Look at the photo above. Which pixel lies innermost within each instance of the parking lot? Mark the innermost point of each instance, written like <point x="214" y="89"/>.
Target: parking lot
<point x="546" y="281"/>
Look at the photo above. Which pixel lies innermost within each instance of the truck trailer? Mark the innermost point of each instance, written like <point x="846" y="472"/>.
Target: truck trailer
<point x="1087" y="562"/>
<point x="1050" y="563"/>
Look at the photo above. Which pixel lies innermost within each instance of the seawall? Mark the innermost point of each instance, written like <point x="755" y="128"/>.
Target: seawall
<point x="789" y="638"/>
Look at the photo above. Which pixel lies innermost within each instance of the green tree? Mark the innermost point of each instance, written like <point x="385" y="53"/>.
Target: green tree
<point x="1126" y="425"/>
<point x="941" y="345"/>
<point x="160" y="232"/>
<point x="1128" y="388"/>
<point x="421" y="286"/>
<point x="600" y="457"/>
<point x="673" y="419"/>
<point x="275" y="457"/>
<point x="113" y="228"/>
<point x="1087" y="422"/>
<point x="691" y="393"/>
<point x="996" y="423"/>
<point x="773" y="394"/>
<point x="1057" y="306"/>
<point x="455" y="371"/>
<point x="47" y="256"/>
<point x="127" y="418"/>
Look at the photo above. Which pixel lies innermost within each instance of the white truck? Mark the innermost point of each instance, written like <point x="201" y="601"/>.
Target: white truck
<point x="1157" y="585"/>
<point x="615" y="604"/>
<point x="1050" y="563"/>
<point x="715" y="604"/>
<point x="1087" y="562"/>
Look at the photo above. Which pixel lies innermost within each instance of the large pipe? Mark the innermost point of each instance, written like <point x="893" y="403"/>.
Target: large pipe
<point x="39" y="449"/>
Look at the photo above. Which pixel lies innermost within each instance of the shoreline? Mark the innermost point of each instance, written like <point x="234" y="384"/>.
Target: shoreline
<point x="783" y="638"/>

* **REQUIREMENT**: Return every line of the records above unchanged, from the first record through the last.

* **RESPONSE TO THE EXERCISE**:
Look at the photo above. Which pixel lies innermost within each instance of the parking lot? Mark the innermost point of each instance, written like <point x="214" y="89"/>.
Target: parking lot
<point x="546" y="281"/>
Look at the photo above. Which pixel lies innermost within each instance of the truck trailer? Mark the innermost point of each instance, written like <point x="846" y="472"/>.
Target: truck trailer
<point x="1087" y="562"/>
<point x="1050" y="563"/>
Look at the photo above. Which pixel lies innermost within each instance of the seawall? Mark the innermost point of each instance, written like <point x="755" y="128"/>.
Target: seawall
<point x="789" y="638"/>
Look at the photo above. Which pixel lies innermost within each instance of the green tree? Mark the innermost point of each instance, written like <point x="385" y="53"/>.
Target: green tree
<point x="1126" y="425"/>
<point x="941" y="345"/>
<point x="160" y="232"/>
<point x="1128" y="388"/>
<point x="421" y="286"/>
<point x="600" y="457"/>
<point x="673" y="419"/>
<point x="275" y="457"/>
<point x="113" y="228"/>
<point x="1087" y="422"/>
<point x="691" y="393"/>
<point x="996" y="423"/>
<point x="773" y="394"/>
<point x="1057" y="306"/>
<point x="455" y="371"/>
<point x="47" y="256"/>
<point x="127" y="418"/>
Look at the photo above. Which pixel lies innermost within each instance of the white truck? Mark the innermost point of each instance, written like <point x="201" y="601"/>.
Target: white truck
<point x="1157" y="585"/>
<point x="615" y="604"/>
<point x="1050" y="563"/>
<point x="715" y="604"/>
<point x="1087" y="562"/>
Look at the photo above. Which pixel lies innermost within each instance of the large pipe? Mark the innermost point of each instance, written like <point x="893" y="403"/>.
Target: large pipe
<point x="39" y="449"/>
Look at the photo above. Which pixel lies innermost within each instance of the shoreline? Mark the innermost point of each instance, written like <point x="234" y="384"/>.
Target: shoreline
<point x="783" y="638"/>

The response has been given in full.